● Exercise objective
Make an exact copy of all the entries, with the pictures left out.
======== Data excerpts
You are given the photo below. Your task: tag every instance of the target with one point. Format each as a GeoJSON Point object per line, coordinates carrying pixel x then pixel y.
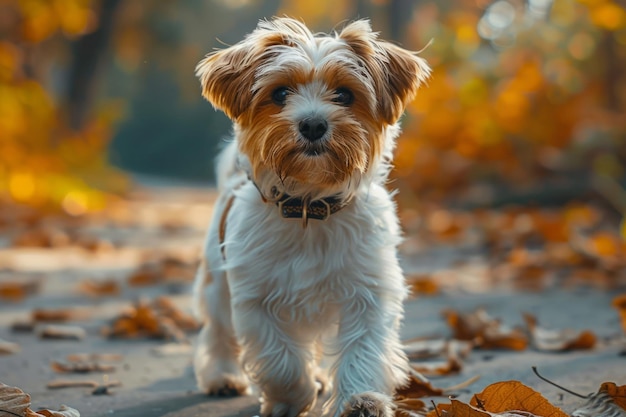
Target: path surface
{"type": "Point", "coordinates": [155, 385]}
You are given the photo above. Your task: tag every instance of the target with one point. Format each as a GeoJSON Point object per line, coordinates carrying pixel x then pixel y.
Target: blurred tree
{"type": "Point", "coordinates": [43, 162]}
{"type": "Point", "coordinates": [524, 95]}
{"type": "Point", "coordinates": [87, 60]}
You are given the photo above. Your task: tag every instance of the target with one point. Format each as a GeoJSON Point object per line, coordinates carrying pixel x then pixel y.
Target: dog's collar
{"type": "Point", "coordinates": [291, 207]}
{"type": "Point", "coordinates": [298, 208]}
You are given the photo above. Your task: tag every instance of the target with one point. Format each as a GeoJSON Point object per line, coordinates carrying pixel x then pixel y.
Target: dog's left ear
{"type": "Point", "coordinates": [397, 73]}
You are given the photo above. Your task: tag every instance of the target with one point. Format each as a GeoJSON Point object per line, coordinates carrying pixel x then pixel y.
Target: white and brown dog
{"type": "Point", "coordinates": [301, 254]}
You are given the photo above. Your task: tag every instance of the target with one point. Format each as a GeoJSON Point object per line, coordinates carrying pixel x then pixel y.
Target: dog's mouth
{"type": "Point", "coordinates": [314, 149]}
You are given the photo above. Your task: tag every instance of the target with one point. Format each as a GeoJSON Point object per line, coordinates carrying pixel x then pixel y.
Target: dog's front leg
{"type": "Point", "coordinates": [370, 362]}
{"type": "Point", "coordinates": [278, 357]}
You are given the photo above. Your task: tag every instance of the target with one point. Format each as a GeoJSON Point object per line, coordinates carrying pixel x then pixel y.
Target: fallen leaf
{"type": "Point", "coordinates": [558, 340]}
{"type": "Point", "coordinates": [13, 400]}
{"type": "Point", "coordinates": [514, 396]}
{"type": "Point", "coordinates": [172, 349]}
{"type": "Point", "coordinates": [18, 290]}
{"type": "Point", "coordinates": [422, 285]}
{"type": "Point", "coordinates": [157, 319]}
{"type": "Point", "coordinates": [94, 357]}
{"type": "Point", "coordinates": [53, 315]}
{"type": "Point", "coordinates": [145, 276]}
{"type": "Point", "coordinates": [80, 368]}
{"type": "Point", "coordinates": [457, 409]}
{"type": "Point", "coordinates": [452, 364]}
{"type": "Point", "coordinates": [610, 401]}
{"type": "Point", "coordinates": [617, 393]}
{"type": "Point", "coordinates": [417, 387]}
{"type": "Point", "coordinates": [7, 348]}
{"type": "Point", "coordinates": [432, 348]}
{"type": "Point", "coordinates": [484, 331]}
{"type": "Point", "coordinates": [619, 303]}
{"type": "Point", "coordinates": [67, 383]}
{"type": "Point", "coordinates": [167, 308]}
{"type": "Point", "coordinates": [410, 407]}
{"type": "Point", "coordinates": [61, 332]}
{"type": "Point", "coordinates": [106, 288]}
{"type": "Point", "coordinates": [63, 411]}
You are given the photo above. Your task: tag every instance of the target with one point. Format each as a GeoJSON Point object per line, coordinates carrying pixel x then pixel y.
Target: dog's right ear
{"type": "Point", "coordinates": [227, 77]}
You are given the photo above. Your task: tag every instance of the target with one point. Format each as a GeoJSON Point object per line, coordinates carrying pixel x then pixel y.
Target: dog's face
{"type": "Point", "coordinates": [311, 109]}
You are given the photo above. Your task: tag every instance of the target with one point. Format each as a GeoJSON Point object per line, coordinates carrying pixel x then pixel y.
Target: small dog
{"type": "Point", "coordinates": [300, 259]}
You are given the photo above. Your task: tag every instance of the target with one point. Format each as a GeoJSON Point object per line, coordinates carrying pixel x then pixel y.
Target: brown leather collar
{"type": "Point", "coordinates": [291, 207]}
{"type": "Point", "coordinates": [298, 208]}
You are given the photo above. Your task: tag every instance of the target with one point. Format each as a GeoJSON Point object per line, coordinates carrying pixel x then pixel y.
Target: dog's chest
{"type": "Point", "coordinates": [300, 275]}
================
● Response to the exercise
You are given the photo below. Your task: tag every instance of the target with one point. Format each as a GeoJSON Point object per line, coordinates carrying pixel x then pixel y.
Target: path surface
{"type": "Point", "coordinates": [155, 385]}
You are given the photo above. Your task: tag every instance of the target with one point. Format each as a GeoJSON Point object per line, coordinates carrying pixel x then pixel y.
Target: blurred tree
{"type": "Point", "coordinates": [43, 162]}
{"type": "Point", "coordinates": [524, 95]}
{"type": "Point", "coordinates": [87, 60]}
You are given the photo above. Your task: tag every instance of the target with one point. Format each as a GeoJSON Point object per line, coordinates carrying pixel x then pixel y.
Target: dog's collar
{"type": "Point", "coordinates": [291, 207]}
{"type": "Point", "coordinates": [298, 208]}
You are given the photo above. Your task: tag every instance of the target with one point. Format each as a GeoJSON Point object per line, coordinates carrying pixel x then pixel y.
Target: dog's left ear
{"type": "Point", "coordinates": [397, 73]}
You are given the photo above. Your task: tag every instance of the target with one point. Format each as a GeoJSON Point object per line, coordinates carrying pixel x then pixel y.
Target: white and brown dog
{"type": "Point", "coordinates": [301, 254]}
You are given the photo above. Your task: tag every instance of the target with one point. Format each as a GeoJSON Point object per line, coordinates carrying pixel x then pixel y.
Target: dog's mouth
{"type": "Point", "coordinates": [314, 149]}
You are given the photo above. Your task: tag every instance of the target with one point. Format each as a GeoJSON Point object per line, coordinates carrying pixel x then pixel y.
Target: dog's front leg
{"type": "Point", "coordinates": [370, 362]}
{"type": "Point", "coordinates": [278, 357]}
You are given the photo above. Your task: tag every instance of the target with one point. Format each as a GeoJSON Point object per line, coordinates carrying pixel x then pixel y.
Target: fallen leaf
{"type": "Point", "coordinates": [558, 340]}
{"type": "Point", "coordinates": [13, 400]}
{"type": "Point", "coordinates": [514, 396]}
{"type": "Point", "coordinates": [172, 349]}
{"type": "Point", "coordinates": [18, 290]}
{"type": "Point", "coordinates": [422, 285]}
{"type": "Point", "coordinates": [157, 319]}
{"type": "Point", "coordinates": [94, 357]}
{"type": "Point", "coordinates": [53, 315]}
{"type": "Point", "coordinates": [145, 276]}
{"type": "Point", "coordinates": [80, 368]}
{"type": "Point", "coordinates": [457, 409]}
{"type": "Point", "coordinates": [452, 364]}
{"type": "Point", "coordinates": [610, 401]}
{"type": "Point", "coordinates": [617, 393]}
{"type": "Point", "coordinates": [417, 387]}
{"type": "Point", "coordinates": [7, 348]}
{"type": "Point", "coordinates": [432, 348]}
{"type": "Point", "coordinates": [484, 331]}
{"type": "Point", "coordinates": [619, 303]}
{"type": "Point", "coordinates": [67, 383]}
{"type": "Point", "coordinates": [167, 308]}
{"type": "Point", "coordinates": [410, 407]}
{"type": "Point", "coordinates": [61, 332]}
{"type": "Point", "coordinates": [106, 288]}
{"type": "Point", "coordinates": [63, 411]}
You are given the photo above. Your task: tag every instance of the target with one point. Format each as a GeoJSON Point object per line, coordinates carrying pixel x then pixel y.
Target: dog's right ear
{"type": "Point", "coordinates": [227, 77]}
You are given the photo above. Your task: tag every instance of the target with one point. Format each as a GeoJSON Point object per line, coordinates carrying pixel x then pixel y.
Target: dog's face
{"type": "Point", "coordinates": [311, 109]}
You are given the photo above. Your task: tag every instance of the target with one point. Format each as a GeoJSON Point object per line, coordinates carrying pixel x then pixel y.
Target: small dog
{"type": "Point", "coordinates": [300, 259]}
You are given the photo above. Your task: tag every instance of the target with one point. Format each as a GeoJSON Point object per line, coordinates carrying pixel x then pixel y.
Target: brown leather collar
{"type": "Point", "coordinates": [291, 207]}
{"type": "Point", "coordinates": [298, 208]}
You are given the photo above. Your task: tag every instance of the target with one point. Format each as a GeoJSON Point object per line, coordinates carrying pixel x then pixel y.
Target: dog's chest
{"type": "Point", "coordinates": [300, 275]}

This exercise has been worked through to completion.